--- Start of Input ---

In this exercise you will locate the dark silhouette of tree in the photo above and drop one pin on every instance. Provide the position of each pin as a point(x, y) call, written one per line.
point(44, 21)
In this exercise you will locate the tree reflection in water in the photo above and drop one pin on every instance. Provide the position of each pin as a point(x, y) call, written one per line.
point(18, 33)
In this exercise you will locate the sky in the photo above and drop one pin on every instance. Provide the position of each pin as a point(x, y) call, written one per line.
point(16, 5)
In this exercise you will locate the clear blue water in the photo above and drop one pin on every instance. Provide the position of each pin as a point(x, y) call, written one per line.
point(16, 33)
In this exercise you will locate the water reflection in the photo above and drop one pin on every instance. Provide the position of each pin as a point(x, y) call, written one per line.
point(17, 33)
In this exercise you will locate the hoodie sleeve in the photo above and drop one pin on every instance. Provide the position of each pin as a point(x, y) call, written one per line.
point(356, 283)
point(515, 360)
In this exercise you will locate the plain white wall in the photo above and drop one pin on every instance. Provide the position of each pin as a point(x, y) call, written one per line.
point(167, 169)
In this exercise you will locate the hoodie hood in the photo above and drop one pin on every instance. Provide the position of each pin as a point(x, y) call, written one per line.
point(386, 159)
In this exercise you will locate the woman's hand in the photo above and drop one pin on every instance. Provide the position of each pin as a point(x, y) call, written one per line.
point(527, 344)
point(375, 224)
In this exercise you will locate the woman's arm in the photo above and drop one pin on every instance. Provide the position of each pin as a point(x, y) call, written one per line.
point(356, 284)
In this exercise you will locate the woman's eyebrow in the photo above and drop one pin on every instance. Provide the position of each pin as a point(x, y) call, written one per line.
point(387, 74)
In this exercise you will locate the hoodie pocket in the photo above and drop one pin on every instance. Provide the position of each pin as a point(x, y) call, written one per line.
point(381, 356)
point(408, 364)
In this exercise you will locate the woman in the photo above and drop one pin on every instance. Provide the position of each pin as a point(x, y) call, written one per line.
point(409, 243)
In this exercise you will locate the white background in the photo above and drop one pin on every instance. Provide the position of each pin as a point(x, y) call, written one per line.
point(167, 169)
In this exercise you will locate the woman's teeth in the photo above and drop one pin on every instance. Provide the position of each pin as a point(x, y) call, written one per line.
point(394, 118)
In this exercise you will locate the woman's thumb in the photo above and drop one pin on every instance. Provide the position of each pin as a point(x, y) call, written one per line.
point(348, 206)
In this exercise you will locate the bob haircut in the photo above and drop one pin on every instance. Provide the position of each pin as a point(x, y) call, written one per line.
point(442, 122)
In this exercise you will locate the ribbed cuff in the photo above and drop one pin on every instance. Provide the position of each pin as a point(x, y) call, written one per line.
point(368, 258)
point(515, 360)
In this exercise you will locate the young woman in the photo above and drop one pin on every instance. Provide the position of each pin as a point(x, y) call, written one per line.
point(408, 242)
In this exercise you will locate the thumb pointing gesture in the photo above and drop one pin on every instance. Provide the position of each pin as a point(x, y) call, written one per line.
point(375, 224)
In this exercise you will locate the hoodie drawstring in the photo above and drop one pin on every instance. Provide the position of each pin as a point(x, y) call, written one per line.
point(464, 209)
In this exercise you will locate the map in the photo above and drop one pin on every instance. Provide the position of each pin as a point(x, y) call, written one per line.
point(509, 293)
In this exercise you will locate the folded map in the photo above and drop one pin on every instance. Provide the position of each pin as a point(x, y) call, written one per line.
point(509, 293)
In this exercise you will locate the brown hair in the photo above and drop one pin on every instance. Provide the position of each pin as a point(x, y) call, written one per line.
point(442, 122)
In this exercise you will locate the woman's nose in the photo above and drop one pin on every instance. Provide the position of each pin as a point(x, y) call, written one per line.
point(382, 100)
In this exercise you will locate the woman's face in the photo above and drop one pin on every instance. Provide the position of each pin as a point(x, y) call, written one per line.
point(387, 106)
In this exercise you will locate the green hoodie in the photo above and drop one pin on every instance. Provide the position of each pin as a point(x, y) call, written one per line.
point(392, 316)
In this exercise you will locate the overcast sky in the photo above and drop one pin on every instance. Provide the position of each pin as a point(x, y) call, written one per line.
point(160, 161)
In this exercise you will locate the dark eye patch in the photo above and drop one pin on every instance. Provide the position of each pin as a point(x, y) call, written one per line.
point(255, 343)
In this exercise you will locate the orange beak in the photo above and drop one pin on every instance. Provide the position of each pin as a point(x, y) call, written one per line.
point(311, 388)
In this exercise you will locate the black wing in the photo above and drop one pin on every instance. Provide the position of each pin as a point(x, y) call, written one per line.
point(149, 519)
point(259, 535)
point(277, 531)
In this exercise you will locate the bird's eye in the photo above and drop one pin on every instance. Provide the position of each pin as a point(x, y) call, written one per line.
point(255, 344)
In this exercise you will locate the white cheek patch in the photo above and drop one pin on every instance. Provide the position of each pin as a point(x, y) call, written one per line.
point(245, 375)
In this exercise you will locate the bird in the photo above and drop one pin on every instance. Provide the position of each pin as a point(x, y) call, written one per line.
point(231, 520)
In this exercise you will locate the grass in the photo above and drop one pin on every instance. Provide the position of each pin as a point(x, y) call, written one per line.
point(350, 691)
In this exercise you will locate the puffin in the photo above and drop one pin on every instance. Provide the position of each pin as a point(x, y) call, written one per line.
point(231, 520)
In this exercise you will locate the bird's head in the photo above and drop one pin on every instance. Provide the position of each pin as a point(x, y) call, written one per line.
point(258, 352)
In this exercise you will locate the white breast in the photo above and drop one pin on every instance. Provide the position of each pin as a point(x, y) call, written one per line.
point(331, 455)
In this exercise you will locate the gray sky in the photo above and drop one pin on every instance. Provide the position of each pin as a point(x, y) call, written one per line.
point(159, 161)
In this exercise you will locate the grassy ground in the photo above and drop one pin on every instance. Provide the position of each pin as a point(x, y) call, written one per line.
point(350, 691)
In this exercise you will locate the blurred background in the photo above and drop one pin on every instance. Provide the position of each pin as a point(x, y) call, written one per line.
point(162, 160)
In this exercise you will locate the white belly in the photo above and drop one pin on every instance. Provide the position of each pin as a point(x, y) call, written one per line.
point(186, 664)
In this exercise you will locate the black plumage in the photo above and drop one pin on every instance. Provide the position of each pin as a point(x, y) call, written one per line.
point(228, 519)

--- End of Input ---
--- Start of Input ---

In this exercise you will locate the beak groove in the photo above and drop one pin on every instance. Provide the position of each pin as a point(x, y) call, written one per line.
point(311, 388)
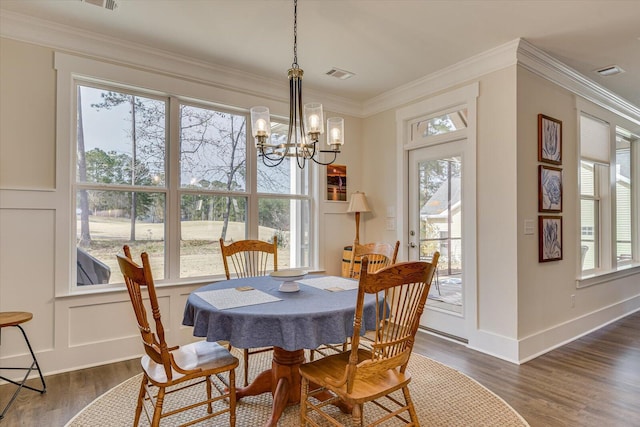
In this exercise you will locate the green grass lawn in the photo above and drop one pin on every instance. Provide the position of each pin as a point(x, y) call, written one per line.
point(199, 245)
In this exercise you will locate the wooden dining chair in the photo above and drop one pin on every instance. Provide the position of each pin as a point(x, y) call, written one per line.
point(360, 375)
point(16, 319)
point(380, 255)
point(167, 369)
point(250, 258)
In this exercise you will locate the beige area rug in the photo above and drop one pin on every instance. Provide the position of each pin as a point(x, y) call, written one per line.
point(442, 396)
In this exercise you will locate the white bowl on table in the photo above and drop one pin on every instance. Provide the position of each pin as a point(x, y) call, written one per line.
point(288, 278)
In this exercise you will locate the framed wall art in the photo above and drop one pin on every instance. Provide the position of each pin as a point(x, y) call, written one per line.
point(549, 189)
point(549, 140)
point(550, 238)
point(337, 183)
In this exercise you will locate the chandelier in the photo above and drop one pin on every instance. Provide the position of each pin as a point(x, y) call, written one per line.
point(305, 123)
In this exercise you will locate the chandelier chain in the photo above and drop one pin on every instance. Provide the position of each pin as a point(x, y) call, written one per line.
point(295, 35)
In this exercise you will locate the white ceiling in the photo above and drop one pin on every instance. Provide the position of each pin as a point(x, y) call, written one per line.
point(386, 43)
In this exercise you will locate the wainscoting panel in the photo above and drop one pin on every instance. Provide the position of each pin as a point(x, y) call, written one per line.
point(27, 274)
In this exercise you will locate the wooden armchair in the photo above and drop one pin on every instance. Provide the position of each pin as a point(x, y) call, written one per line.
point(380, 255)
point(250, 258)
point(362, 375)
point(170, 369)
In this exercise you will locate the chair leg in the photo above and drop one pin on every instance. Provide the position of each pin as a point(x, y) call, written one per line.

--- End of Input ---

Exercise requirements: Can you write out the lines from the one containing "In this exercise you will locate the dark silhouette" up to and including the one containing "point(16, 33)", with "pin" replaced by "marker" and nothing else changed?

Final result:
In this exercise you will locate the dark silhouette of tree in the photo above and drop one marker on every instance. Provide the position of each marker as a point(x, y) call, written one per line.
point(44, 21)
In this exercise you will locate the tree reflection in water in the photo above and drop one marker on every instance. Provide the position of each marker as a point(x, y) call, written one per line.
point(18, 33)
In this exercise you will locate the sky in the photo above and drop one marker on every instance. Provide the position of each marker as a point(x, y) call, written one per line.
point(16, 5)
In this exercise you will locate the clear blue water in the photo above and drop one marker on every instance. Provide the position of each marker as a point(x, y) call, written one per line.
point(16, 33)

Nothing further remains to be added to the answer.